--- Data under study Enclosed Below ---

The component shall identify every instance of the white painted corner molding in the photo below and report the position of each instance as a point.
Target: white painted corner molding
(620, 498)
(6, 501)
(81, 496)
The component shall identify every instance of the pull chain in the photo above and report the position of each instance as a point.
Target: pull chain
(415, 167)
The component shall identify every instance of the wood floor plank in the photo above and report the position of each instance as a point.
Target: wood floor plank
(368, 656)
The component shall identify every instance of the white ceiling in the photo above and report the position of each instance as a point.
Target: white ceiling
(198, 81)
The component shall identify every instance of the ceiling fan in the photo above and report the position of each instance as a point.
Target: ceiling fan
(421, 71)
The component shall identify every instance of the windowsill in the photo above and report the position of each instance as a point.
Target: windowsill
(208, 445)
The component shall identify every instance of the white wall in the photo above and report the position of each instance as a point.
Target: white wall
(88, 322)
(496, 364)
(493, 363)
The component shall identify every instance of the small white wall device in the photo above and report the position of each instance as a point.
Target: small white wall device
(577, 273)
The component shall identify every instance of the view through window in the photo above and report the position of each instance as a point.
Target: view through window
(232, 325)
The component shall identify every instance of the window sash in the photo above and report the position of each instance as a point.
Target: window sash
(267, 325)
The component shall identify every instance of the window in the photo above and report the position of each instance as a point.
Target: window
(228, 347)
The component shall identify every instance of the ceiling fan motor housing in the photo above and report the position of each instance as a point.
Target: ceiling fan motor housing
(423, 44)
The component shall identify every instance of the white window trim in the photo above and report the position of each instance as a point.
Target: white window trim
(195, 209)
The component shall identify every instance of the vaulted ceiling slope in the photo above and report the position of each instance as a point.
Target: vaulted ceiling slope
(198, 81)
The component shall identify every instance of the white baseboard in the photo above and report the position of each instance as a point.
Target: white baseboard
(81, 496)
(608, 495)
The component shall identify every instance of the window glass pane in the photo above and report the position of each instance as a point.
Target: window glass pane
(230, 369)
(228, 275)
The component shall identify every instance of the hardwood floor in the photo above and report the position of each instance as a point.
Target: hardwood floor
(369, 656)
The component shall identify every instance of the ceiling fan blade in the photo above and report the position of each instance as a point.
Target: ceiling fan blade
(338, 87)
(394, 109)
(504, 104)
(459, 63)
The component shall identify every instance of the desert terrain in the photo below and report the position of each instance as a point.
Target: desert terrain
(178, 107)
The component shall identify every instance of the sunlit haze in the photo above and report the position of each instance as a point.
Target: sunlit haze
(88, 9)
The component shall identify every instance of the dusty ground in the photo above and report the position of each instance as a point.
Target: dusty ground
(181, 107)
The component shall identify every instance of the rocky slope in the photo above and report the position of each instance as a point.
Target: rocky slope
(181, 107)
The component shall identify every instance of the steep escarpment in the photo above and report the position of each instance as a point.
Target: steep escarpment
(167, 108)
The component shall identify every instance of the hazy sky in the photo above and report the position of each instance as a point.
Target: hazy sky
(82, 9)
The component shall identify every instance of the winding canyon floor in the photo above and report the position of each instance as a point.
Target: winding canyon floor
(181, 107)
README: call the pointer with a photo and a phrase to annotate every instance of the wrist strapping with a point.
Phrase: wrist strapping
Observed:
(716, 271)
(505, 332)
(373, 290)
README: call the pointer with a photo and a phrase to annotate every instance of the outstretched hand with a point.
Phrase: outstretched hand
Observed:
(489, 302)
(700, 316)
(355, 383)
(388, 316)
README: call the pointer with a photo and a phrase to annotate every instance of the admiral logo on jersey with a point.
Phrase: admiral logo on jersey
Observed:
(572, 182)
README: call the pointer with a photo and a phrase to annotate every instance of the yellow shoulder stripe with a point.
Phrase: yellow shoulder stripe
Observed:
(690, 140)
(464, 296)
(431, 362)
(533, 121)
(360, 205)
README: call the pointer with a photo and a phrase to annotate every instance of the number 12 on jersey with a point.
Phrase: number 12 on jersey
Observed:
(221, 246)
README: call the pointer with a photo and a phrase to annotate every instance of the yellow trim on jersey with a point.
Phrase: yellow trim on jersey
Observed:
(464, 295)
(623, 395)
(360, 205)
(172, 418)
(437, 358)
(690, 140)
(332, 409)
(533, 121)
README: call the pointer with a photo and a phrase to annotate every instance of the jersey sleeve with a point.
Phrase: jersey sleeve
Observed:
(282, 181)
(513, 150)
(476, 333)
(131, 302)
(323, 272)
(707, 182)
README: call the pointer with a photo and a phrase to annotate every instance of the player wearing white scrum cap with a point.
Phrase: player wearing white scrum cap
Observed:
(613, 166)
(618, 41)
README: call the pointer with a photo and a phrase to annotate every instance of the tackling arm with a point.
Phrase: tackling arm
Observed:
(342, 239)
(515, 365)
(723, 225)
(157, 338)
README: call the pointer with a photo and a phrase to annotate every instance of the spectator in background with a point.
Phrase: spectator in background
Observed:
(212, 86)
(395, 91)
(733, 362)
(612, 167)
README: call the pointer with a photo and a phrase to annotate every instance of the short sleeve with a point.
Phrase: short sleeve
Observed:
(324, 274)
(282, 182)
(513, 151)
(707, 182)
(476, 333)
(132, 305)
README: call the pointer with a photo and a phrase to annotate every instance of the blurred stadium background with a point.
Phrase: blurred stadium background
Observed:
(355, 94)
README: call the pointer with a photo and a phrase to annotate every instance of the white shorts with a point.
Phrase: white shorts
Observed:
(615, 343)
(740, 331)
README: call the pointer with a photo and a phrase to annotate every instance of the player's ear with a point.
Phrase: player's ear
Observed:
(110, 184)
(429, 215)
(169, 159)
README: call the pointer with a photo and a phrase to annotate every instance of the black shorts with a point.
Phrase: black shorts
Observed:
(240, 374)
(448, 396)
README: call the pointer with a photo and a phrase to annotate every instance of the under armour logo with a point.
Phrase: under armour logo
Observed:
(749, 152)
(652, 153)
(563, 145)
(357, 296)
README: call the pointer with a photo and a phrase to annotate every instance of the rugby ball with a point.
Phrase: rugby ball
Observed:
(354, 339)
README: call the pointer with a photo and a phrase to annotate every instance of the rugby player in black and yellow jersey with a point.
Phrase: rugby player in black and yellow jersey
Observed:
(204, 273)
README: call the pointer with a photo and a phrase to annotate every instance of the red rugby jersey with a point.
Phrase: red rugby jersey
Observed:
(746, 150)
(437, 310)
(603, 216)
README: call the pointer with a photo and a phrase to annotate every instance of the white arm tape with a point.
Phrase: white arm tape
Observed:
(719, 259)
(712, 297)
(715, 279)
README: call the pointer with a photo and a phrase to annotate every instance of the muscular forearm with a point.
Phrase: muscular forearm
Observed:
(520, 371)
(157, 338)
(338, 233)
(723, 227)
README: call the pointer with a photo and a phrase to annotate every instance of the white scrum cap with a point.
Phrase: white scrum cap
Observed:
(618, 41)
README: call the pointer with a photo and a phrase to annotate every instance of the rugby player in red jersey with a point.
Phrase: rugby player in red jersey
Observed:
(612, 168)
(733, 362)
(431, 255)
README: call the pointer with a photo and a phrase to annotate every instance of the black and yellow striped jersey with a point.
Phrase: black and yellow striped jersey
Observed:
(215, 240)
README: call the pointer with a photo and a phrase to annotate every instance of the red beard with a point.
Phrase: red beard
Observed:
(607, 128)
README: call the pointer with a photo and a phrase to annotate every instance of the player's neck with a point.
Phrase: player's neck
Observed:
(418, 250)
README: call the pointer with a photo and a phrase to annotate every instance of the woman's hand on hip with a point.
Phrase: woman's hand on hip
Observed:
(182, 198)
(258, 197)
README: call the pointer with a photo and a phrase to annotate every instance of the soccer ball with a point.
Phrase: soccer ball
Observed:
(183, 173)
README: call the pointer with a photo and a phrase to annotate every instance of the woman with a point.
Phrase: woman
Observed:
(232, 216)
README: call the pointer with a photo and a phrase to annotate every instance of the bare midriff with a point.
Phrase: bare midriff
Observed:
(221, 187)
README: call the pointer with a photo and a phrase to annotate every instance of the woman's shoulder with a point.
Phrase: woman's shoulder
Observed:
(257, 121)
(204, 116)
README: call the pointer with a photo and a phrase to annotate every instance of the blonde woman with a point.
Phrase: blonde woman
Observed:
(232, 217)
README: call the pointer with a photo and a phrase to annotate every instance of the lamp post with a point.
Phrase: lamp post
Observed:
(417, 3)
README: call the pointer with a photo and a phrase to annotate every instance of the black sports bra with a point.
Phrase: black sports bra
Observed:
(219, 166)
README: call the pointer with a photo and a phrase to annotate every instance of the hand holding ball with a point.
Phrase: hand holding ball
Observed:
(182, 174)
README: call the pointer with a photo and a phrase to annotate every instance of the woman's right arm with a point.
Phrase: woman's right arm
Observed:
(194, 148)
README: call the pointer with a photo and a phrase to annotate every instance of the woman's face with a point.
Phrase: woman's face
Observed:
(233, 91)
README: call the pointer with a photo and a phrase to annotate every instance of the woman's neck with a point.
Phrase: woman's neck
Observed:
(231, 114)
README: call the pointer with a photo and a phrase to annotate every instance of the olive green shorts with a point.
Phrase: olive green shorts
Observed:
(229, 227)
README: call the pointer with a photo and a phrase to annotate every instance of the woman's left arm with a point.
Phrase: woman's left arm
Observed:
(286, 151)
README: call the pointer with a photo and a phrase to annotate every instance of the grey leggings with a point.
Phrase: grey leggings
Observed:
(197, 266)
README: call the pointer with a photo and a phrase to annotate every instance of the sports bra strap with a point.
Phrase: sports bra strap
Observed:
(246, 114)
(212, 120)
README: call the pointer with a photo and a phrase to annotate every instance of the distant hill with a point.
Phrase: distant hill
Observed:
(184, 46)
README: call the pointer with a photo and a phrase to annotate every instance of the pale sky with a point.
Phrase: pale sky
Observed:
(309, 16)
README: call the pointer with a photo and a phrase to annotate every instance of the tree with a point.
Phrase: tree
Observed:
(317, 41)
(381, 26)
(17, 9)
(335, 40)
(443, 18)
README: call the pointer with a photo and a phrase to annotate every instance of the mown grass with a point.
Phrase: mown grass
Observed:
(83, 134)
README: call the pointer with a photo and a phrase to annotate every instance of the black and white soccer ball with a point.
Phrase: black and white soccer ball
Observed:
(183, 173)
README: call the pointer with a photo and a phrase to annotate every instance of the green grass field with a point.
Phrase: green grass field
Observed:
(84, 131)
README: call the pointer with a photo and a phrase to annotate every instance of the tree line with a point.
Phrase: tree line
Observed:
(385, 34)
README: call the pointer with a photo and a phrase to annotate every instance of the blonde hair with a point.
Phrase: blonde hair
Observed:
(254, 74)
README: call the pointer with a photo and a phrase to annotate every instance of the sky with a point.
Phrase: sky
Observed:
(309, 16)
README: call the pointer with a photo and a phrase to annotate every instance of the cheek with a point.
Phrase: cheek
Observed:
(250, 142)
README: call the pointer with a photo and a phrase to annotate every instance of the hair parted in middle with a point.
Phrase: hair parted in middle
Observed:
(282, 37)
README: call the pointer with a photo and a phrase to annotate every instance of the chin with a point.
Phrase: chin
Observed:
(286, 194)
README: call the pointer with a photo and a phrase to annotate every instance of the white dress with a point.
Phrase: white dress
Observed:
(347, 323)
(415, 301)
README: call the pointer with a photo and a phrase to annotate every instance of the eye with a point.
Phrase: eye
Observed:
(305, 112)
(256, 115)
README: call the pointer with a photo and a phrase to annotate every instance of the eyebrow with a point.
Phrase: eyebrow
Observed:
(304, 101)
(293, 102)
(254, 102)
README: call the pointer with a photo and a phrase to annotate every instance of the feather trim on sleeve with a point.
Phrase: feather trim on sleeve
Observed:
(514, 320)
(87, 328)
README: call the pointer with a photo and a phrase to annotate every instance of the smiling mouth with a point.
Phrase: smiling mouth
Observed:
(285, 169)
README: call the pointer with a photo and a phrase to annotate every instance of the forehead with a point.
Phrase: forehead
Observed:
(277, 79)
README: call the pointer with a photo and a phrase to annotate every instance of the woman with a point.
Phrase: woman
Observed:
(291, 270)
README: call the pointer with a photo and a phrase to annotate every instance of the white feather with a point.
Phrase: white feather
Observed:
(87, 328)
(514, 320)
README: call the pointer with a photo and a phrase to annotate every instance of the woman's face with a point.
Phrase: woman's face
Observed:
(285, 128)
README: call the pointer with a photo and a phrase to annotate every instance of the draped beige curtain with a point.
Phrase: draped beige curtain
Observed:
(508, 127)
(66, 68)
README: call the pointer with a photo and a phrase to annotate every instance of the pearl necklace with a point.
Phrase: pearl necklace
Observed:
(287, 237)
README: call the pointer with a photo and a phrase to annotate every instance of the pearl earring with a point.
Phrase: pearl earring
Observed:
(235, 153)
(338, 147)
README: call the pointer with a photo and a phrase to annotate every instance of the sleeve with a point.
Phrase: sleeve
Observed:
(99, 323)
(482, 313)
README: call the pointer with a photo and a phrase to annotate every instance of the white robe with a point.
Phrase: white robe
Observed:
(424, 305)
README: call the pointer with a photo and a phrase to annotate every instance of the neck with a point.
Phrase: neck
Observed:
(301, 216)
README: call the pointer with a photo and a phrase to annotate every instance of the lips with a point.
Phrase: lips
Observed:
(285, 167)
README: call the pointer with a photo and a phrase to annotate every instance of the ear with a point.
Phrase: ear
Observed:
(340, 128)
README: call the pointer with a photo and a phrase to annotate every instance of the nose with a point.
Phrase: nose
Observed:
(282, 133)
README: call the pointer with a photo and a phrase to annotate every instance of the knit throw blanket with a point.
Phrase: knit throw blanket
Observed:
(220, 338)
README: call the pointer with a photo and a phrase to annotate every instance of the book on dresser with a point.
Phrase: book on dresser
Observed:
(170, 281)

--- End of Enclosed Data under study ---

**Action item:** A complete answer gives every line of the data that includes "grey".

**Result of the task:**
README: call the pointer with a photo and a phrase to annotate every instance of the grey leggings with a point.
Phrase: grey leggings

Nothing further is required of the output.